▸ What needs to be done
Which lines in the data below contain the word "blossom"? Pull each of them out.

[Opening Supplied records section]

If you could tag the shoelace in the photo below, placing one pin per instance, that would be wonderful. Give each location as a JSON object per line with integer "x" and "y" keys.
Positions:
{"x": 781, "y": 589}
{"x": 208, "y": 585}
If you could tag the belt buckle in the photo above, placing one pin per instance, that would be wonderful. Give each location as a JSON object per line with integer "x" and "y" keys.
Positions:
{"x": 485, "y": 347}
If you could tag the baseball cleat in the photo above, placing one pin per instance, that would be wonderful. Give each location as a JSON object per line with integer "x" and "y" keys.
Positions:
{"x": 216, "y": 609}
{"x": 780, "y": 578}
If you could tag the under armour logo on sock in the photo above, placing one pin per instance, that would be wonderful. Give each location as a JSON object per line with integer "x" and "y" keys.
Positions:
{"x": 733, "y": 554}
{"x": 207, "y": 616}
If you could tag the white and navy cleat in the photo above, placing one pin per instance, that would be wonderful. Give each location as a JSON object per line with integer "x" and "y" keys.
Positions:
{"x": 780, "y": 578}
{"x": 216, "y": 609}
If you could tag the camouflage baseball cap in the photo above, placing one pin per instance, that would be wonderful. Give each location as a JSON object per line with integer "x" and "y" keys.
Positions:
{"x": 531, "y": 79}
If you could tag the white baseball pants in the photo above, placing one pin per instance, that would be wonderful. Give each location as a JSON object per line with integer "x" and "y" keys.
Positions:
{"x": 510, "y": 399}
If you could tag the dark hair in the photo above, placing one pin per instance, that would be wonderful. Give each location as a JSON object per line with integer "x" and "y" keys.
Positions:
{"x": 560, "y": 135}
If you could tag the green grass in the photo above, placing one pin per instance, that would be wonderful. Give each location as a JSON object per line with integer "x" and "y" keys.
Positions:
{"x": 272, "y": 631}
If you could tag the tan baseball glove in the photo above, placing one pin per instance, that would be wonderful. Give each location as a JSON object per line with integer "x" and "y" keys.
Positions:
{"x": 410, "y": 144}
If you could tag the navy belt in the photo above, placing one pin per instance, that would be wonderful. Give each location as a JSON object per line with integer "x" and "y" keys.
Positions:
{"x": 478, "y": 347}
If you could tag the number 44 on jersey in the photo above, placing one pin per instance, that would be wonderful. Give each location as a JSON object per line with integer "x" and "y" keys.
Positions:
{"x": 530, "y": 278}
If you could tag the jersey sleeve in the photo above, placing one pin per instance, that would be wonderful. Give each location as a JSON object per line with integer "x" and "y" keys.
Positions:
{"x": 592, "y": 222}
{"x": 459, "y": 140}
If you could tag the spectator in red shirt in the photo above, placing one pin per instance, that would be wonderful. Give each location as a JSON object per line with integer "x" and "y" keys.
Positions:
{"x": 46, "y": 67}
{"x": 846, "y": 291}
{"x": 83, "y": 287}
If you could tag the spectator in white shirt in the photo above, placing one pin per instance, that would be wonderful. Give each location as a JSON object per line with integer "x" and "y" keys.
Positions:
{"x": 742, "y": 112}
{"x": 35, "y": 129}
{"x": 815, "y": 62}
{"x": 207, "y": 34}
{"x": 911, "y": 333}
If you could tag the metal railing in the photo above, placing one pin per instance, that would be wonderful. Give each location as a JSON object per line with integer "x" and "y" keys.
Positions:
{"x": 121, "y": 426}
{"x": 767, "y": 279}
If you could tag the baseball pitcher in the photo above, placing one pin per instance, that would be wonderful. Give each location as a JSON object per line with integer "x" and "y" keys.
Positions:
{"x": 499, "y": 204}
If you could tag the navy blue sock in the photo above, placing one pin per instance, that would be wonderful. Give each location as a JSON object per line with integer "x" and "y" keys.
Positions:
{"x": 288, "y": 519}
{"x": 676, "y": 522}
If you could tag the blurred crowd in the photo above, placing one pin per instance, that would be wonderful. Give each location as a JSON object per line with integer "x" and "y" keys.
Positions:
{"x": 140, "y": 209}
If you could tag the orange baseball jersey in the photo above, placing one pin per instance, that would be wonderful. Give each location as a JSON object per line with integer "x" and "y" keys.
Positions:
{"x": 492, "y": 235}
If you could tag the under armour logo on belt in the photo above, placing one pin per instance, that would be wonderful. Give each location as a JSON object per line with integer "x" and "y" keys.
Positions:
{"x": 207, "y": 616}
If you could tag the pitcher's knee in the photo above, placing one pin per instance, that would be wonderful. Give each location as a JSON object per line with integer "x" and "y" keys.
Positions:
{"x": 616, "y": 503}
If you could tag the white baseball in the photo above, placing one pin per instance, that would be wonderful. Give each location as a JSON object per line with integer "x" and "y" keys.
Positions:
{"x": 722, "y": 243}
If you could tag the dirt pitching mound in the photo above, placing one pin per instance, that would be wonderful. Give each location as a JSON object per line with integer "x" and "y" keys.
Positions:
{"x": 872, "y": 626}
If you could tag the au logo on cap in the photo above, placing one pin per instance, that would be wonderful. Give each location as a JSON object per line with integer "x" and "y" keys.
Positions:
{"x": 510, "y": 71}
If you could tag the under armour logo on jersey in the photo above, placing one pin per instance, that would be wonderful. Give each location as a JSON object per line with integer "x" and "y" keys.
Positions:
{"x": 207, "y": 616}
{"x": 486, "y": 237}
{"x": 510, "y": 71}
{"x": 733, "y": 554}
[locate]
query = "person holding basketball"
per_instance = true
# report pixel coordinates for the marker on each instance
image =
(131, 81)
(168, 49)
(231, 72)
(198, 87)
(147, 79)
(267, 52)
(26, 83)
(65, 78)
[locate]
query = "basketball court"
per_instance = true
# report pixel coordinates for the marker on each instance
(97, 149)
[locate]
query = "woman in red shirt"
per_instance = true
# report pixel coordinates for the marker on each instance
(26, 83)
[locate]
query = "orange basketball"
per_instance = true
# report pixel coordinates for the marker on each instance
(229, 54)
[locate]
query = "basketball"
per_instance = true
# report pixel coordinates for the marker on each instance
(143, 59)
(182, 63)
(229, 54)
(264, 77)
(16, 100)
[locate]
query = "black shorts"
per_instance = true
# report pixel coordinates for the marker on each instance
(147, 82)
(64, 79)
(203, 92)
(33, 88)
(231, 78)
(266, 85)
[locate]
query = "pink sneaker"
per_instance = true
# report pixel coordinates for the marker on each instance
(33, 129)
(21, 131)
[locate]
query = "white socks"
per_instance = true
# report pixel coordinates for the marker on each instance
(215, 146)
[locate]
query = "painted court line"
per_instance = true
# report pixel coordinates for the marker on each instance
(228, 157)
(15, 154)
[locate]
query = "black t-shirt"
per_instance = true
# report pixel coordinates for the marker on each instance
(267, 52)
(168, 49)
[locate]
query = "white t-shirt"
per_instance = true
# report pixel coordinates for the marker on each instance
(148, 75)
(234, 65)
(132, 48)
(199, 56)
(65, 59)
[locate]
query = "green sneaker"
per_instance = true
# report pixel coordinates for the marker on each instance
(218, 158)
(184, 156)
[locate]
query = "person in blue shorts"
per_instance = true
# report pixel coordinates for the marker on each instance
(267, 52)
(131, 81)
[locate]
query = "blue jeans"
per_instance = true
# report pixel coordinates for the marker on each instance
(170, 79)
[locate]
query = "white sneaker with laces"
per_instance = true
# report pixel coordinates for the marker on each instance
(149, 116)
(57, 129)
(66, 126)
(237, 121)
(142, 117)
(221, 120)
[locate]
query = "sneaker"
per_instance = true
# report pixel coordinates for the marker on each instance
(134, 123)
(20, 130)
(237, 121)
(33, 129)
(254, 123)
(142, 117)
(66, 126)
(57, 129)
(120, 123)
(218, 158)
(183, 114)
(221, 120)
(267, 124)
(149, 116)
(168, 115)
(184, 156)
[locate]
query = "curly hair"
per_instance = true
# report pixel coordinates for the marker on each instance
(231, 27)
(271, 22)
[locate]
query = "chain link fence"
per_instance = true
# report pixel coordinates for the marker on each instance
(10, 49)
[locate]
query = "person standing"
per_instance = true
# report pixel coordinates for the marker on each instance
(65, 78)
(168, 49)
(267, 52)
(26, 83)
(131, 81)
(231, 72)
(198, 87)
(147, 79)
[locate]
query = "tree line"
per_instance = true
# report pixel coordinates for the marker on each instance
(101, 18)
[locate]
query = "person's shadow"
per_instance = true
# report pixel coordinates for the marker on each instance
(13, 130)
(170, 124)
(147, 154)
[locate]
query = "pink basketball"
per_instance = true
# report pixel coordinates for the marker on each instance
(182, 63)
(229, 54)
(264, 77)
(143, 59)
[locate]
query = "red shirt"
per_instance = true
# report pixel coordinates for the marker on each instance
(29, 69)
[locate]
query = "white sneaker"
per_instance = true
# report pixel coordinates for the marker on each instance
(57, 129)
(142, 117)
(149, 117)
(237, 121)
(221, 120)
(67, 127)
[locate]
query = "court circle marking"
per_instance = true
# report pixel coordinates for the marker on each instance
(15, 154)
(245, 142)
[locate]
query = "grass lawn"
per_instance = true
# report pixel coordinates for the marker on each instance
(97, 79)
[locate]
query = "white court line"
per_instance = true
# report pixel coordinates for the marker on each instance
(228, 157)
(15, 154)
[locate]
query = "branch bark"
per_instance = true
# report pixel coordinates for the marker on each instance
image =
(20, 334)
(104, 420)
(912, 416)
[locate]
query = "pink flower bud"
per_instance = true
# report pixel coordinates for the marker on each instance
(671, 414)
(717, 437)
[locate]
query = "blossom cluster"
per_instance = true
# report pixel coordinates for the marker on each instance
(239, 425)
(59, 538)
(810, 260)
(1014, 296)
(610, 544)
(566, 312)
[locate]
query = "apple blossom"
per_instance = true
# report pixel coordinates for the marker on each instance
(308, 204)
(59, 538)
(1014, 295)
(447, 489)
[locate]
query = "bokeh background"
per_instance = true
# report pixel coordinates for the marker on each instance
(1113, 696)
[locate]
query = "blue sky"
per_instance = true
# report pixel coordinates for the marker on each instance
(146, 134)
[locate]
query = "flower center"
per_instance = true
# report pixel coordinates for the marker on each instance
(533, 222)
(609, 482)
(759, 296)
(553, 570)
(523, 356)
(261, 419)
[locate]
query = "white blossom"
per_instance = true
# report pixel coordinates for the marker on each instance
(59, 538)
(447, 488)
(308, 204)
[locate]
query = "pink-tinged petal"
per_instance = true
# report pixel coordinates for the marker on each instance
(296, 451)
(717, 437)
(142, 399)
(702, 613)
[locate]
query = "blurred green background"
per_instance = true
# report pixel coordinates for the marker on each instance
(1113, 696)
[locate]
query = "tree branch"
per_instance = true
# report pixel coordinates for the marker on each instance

[Closing Supplied records section]

▸ Response area
query = "blossom cluster"
query = "apple blossom"
query = "white blossom"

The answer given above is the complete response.